-- Task prompt --
Reproduce the listing below from the line containing "Each instance receives one point. Mark the sunlit" through the end of the listing, substituting "occurrence" for each "instance" and leaving everything else unchanged.

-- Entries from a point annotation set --
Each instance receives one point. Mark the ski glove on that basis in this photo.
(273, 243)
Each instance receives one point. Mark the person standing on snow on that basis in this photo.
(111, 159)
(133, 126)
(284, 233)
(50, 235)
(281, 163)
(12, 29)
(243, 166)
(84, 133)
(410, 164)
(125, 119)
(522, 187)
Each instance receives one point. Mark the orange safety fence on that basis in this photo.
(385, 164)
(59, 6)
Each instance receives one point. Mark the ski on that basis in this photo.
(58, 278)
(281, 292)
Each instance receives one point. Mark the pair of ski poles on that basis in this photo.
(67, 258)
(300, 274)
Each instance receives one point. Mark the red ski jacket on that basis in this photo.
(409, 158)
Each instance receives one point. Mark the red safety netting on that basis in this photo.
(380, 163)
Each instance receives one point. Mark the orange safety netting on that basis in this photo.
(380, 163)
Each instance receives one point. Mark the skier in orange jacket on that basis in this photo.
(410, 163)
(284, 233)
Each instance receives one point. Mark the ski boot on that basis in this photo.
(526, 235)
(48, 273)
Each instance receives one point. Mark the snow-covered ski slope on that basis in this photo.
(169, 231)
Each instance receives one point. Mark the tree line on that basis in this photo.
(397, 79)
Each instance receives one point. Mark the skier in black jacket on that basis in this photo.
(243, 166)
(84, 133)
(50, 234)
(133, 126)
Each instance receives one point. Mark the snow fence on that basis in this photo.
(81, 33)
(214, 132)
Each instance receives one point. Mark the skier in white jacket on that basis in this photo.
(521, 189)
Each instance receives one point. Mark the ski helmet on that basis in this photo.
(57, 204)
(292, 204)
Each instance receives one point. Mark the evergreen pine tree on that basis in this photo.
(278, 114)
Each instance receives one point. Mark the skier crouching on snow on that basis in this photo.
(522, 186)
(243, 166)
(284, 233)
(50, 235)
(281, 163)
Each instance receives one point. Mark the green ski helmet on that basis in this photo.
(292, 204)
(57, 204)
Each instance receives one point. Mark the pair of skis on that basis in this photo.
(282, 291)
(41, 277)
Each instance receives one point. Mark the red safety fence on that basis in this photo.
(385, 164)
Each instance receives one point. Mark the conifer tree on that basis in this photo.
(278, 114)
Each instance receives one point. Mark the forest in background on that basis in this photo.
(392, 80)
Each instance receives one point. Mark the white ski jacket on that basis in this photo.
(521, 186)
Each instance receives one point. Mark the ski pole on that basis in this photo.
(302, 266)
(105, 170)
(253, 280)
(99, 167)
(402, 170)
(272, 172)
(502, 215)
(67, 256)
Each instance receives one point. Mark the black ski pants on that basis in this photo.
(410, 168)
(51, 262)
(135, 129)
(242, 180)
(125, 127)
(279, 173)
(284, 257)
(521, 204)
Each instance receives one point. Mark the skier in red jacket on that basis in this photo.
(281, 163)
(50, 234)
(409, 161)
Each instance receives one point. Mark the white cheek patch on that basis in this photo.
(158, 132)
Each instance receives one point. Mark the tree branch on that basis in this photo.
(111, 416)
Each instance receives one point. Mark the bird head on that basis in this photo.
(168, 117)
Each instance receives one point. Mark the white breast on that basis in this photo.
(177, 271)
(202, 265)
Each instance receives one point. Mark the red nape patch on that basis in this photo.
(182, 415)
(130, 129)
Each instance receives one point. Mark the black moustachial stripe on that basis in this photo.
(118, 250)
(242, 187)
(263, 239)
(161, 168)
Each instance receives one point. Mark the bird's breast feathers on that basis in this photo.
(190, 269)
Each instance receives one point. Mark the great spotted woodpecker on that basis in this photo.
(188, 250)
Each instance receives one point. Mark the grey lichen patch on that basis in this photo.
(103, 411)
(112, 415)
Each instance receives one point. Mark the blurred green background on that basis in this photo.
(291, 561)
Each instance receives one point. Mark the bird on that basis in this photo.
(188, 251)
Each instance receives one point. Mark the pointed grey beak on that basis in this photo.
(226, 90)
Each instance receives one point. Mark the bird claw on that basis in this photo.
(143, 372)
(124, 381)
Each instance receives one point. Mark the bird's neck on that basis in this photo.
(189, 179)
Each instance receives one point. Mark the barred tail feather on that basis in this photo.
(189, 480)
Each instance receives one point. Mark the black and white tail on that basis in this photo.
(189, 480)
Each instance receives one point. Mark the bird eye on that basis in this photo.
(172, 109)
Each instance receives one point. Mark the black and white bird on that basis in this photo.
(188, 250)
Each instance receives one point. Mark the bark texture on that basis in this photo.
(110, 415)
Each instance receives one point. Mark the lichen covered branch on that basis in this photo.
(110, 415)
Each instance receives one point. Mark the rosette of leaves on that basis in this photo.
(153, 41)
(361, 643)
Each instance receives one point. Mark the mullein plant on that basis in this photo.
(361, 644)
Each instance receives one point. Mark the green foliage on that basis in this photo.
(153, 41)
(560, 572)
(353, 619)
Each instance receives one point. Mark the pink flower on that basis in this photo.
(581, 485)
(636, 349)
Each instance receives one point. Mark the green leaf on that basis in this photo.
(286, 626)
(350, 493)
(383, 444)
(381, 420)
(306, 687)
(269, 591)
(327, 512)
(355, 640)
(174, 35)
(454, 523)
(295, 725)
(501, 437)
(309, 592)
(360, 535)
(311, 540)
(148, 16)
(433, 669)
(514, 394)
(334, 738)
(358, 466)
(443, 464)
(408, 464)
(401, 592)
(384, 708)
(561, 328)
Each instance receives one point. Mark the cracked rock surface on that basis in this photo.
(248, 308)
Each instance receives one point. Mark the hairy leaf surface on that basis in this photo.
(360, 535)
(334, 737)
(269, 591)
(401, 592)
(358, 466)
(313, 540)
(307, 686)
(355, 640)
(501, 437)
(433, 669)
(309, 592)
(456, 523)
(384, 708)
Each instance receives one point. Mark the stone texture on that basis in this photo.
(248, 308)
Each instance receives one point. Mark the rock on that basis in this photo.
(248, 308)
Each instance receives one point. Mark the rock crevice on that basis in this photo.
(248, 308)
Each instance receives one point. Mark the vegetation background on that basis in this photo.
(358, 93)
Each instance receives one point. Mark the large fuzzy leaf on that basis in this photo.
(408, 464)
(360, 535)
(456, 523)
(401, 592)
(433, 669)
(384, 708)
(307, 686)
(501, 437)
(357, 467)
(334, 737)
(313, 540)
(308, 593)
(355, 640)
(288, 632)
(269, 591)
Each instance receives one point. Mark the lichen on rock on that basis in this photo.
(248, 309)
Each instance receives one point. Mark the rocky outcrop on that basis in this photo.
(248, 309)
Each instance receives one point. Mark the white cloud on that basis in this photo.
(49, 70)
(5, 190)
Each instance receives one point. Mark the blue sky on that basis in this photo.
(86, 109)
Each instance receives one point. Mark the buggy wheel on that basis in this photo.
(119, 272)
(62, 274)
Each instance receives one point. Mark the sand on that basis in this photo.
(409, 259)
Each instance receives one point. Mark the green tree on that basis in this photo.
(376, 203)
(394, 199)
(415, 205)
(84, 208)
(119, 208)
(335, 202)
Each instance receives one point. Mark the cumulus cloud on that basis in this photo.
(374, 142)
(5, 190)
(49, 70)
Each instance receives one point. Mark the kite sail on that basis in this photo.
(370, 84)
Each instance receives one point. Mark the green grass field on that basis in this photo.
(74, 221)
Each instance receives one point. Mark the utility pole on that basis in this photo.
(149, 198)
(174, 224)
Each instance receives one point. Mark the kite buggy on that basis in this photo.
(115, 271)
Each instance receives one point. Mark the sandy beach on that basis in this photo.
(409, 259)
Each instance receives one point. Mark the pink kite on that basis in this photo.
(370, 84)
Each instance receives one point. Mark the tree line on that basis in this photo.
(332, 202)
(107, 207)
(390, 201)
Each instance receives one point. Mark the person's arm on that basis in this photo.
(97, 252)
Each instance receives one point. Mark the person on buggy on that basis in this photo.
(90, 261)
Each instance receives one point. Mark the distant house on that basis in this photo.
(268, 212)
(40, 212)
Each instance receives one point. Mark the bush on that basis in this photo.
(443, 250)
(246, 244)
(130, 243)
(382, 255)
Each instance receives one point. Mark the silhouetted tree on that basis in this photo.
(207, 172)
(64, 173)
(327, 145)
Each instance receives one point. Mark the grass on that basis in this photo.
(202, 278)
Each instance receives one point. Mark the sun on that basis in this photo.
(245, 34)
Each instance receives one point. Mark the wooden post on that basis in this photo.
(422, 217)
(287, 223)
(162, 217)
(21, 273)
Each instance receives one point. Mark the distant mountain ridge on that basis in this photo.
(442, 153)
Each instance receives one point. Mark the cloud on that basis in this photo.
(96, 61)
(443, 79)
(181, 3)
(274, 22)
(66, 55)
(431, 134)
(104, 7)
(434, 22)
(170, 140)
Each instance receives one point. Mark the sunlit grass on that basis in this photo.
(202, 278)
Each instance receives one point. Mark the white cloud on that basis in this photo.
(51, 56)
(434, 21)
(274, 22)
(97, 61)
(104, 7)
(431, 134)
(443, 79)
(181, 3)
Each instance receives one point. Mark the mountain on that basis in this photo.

-- Final result --
Each occurrence receives one point. Mark the sunlit grass on that basis in this photo.
(202, 278)
Each occurrence receives one point. Mark the white cloud on that basis in this photo.
(51, 56)
(434, 21)
(274, 22)
(97, 61)
(104, 7)
(431, 134)
(443, 79)
(181, 3)
Each occurrence receives one point. Mark the mountain on that basis in this photo.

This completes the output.